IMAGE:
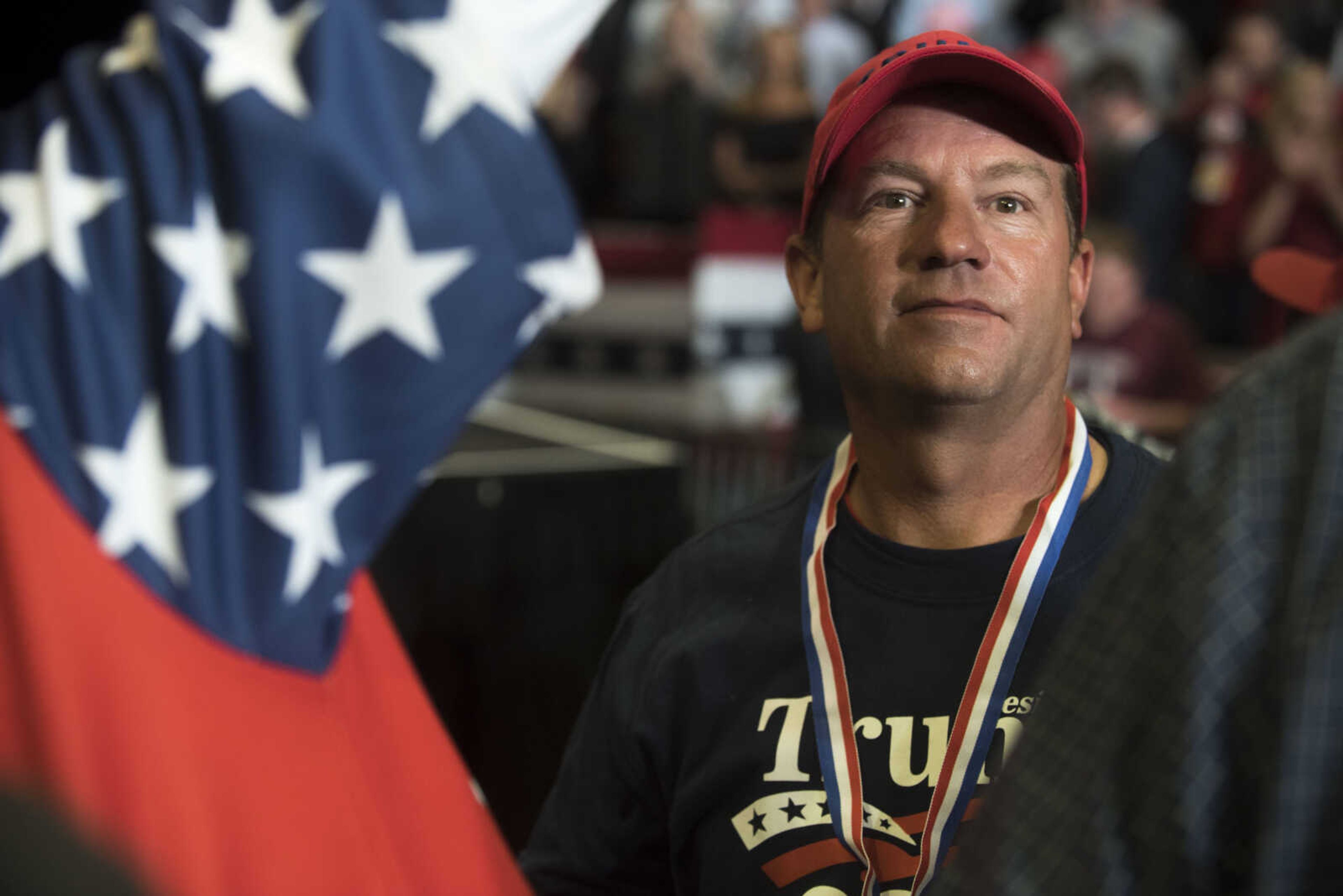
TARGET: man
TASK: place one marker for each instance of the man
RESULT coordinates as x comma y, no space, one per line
256,268
1138,359
732,745
1191,739
1145,172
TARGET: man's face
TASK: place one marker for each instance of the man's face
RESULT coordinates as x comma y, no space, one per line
945,271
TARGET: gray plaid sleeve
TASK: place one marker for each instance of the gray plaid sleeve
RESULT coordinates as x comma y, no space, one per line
1191,733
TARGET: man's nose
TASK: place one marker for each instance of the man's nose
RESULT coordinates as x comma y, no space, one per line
950,236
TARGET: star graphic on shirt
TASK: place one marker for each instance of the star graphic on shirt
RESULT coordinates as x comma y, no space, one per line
139,48
145,492
570,284
48,207
793,810
256,50
308,515
464,72
209,260
387,287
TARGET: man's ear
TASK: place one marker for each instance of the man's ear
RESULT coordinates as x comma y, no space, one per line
804,268
1079,282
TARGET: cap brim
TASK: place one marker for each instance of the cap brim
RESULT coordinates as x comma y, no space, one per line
972,66
1298,279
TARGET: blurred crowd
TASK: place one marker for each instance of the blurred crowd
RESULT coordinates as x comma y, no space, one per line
1212,127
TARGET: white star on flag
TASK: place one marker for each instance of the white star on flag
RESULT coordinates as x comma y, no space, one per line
570,284
308,514
209,260
389,285
21,417
464,68
139,48
49,206
145,492
256,50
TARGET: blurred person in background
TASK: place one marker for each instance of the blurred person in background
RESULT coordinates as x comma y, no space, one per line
1256,45
1091,31
1301,174
1139,171
1280,185
1137,359
761,147
1192,734
985,21
832,48
676,81
942,255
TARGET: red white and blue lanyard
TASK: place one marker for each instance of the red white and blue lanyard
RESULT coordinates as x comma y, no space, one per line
996,661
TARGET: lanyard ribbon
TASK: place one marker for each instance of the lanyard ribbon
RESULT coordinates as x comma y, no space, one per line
996,663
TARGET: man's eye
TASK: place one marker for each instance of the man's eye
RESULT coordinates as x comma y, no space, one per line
894,201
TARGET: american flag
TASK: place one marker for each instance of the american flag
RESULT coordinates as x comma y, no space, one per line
257,263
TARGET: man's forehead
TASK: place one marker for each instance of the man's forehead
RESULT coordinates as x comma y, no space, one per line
943,119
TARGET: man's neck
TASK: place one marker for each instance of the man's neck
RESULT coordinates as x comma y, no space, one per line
958,481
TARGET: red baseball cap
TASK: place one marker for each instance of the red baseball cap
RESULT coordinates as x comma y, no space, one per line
1299,279
938,58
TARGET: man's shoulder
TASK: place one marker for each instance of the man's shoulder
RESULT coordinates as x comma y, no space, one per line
755,535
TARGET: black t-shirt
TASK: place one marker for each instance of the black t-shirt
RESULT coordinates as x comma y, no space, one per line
694,766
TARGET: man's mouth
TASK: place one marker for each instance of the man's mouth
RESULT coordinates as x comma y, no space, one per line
969,306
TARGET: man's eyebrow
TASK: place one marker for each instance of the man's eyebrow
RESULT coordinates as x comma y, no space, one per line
1012,169
892,169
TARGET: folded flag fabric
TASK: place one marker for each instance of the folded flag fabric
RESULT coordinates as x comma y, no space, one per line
257,264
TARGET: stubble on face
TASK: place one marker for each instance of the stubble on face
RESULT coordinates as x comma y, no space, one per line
946,274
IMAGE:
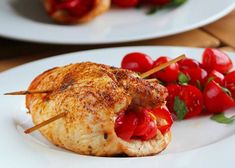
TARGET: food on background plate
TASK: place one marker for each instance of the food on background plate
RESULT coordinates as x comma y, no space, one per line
81,11
75,11
195,88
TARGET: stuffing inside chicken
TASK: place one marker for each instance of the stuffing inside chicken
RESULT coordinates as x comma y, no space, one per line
93,97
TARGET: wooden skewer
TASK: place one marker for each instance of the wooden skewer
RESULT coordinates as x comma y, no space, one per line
36,127
162,66
144,75
25,92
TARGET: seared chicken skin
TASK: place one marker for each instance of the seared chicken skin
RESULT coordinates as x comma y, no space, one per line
93,95
75,11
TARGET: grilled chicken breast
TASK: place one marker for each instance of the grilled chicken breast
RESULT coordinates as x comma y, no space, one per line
93,95
63,16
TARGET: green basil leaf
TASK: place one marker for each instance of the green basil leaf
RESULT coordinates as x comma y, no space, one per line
183,79
180,108
221,118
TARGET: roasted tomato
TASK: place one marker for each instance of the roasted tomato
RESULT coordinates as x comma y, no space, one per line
143,123
214,59
229,82
216,98
163,113
125,125
216,76
126,3
185,101
197,76
188,63
170,73
137,62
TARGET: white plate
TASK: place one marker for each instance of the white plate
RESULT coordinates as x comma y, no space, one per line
27,20
195,142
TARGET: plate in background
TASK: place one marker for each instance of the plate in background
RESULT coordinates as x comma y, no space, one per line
27,20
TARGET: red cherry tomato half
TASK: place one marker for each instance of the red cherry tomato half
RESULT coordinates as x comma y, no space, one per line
216,100
173,91
197,76
163,113
137,62
216,76
126,3
216,59
185,101
125,125
229,82
170,73
188,63
143,123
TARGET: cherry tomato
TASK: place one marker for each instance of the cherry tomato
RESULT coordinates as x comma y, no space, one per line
170,73
126,3
229,82
143,123
185,101
125,125
160,2
188,63
163,113
197,76
173,91
216,59
216,99
151,132
137,62
216,76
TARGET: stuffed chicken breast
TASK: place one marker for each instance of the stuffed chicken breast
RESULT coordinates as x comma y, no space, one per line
75,11
98,100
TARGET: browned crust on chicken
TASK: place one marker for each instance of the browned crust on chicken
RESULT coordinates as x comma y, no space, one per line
100,6
93,95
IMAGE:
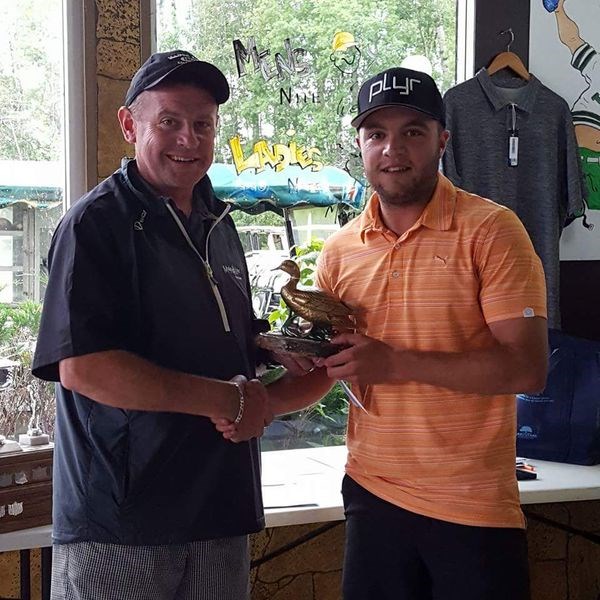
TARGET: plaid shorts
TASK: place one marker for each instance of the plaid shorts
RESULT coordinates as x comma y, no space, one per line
206,570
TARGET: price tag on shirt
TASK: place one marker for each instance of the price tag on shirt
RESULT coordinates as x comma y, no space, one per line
513,149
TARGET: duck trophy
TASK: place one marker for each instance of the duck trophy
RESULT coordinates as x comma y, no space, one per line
314,318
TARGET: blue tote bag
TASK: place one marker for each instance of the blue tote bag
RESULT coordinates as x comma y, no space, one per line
562,423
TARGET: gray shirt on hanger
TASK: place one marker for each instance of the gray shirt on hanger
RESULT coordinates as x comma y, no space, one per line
545,187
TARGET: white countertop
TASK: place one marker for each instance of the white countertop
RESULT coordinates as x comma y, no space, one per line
303,486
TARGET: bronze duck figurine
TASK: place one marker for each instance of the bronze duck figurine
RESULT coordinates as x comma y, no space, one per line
326,313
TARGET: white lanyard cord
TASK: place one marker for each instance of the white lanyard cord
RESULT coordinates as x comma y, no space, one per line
207,267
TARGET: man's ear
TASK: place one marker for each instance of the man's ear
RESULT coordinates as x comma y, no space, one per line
444,137
127,124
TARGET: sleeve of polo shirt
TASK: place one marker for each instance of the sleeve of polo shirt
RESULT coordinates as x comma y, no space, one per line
86,302
511,275
322,279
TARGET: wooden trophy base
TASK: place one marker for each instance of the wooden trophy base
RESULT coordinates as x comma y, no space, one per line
278,342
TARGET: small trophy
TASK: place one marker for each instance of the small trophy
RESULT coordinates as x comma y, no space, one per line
315,317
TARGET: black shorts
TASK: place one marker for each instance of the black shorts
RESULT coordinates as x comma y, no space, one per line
394,554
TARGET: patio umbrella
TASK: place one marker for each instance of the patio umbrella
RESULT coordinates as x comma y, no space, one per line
288,188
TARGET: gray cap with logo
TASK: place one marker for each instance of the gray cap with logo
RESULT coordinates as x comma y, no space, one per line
400,87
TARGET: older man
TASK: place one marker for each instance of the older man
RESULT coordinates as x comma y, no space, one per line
148,329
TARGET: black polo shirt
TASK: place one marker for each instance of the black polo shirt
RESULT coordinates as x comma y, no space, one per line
123,276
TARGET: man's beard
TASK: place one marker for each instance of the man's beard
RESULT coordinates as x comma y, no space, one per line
416,192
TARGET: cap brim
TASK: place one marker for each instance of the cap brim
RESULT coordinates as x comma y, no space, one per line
357,121
205,75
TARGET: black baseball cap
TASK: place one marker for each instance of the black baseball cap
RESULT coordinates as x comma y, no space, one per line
400,87
163,64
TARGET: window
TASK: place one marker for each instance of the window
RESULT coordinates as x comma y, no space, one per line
32,190
285,151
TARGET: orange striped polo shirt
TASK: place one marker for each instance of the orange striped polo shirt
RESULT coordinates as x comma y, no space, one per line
465,263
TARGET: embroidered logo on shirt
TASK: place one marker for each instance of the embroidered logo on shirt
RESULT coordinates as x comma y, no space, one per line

_YOUR GOAL_
Offset the coordinates by 100: copy out every line from the one with "TARGET: orange striped polo shirt" through the last line above, keeping all other text unchanged and adding 100 to both the x and the y value of each coordinate pair.

_SOLUTION FOR THIS EXERCISE_
TARGET: orange striped polo shirt
TASK: place one marker for each instance of the orange striped polo shirt
RESULT coordinates as x comma y, no space, one per line
565,363
TARGET: embroidered logo on shirt
TASK: place one marker for each instance of the embroidered logo on shirt
RESULT coordinates as x comma y, no space, one per line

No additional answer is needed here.